EXERCISE PROMPT. Transcribe the data below character for character, starting at the line that contains "query (the noun phrase to segment): ski" and ending at the last line of the data.

DATA SUPPLIED.
----
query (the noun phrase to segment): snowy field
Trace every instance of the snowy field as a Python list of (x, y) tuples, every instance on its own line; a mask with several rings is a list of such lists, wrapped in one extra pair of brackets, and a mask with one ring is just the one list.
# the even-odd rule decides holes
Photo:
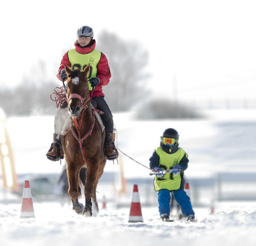
[(215, 214), (195, 209), (198, 222), (162, 222), (156, 208), (142, 208), (144, 223), (128, 222), (129, 209), (77, 215), (67, 205), (35, 203), (35, 219), (19, 218), (20, 205), (0, 206), (0, 245), (254, 245), (256, 203), (220, 204)]
[[(146, 166), (159, 146), (163, 130), (169, 127), (176, 129), (180, 146), (188, 153), (190, 160), (185, 174), (188, 178), (199, 178), (210, 177), (218, 172), (234, 172), (239, 175), (244, 172), (256, 172), (255, 112), (212, 111), (204, 112), (207, 118), (194, 120), (138, 121), (133, 119), (131, 113), (115, 114), (114, 118), (118, 147)], [(50, 161), (45, 156), (52, 141), (53, 122), (52, 116), (8, 119), (18, 174), (61, 171), (59, 162)], [(152, 177), (148, 170), (123, 155), (120, 155), (120, 160), (123, 164), (125, 177)], [(105, 171), (117, 173), (119, 167), (108, 161)], [(251, 188), (254, 192), (255, 182), (250, 185), (249, 190)], [(102, 187), (100, 181), (100, 207)], [(113, 193), (112, 184), (109, 187), (106, 194), (109, 198)], [(235, 191), (238, 188), (234, 184), (232, 188)], [(241, 187), (239, 188), (242, 192)], [(153, 185), (148, 188), (153, 189)], [(145, 197), (145, 190), (139, 186), (139, 190), (141, 197)], [(210, 204), (213, 194), (204, 195)], [(84, 203), (83, 199), (80, 201)], [(256, 243), (256, 201), (216, 203), (214, 214), (210, 214), (210, 207), (194, 208), (198, 220), (194, 223), (179, 221), (175, 217), (174, 222), (163, 222), (156, 205), (142, 207), (143, 223), (128, 223), (129, 207), (117, 209), (114, 204), (107, 205), (107, 209), (100, 210), (97, 217), (86, 218), (76, 214), (67, 204), (62, 207), (57, 202), (35, 202), (36, 218), (24, 219), (19, 218), (20, 203), (0, 204), (0, 245), (141, 246), (160, 243), (245, 246)]]

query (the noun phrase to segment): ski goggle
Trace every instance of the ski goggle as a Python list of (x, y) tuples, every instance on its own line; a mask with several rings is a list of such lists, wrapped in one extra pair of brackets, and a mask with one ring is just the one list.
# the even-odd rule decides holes
[(178, 142), (178, 140), (175, 138), (169, 138), (161, 137), (162, 142), (165, 145), (172, 145)]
----
TASK RESPONSE.
query (the noun phrase to segment): ski goggle
Trace every instance of the ski goggle as a Python list of (x, y) tuples, every instance on its own line; a mask with several rings is a list of such lists, wrapped in one extra pair of brackets, and a mask with one ring is just the one list.
# the even-odd rule decides holes
[(178, 142), (178, 140), (175, 138), (169, 138), (161, 137), (162, 142), (165, 145), (172, 145)]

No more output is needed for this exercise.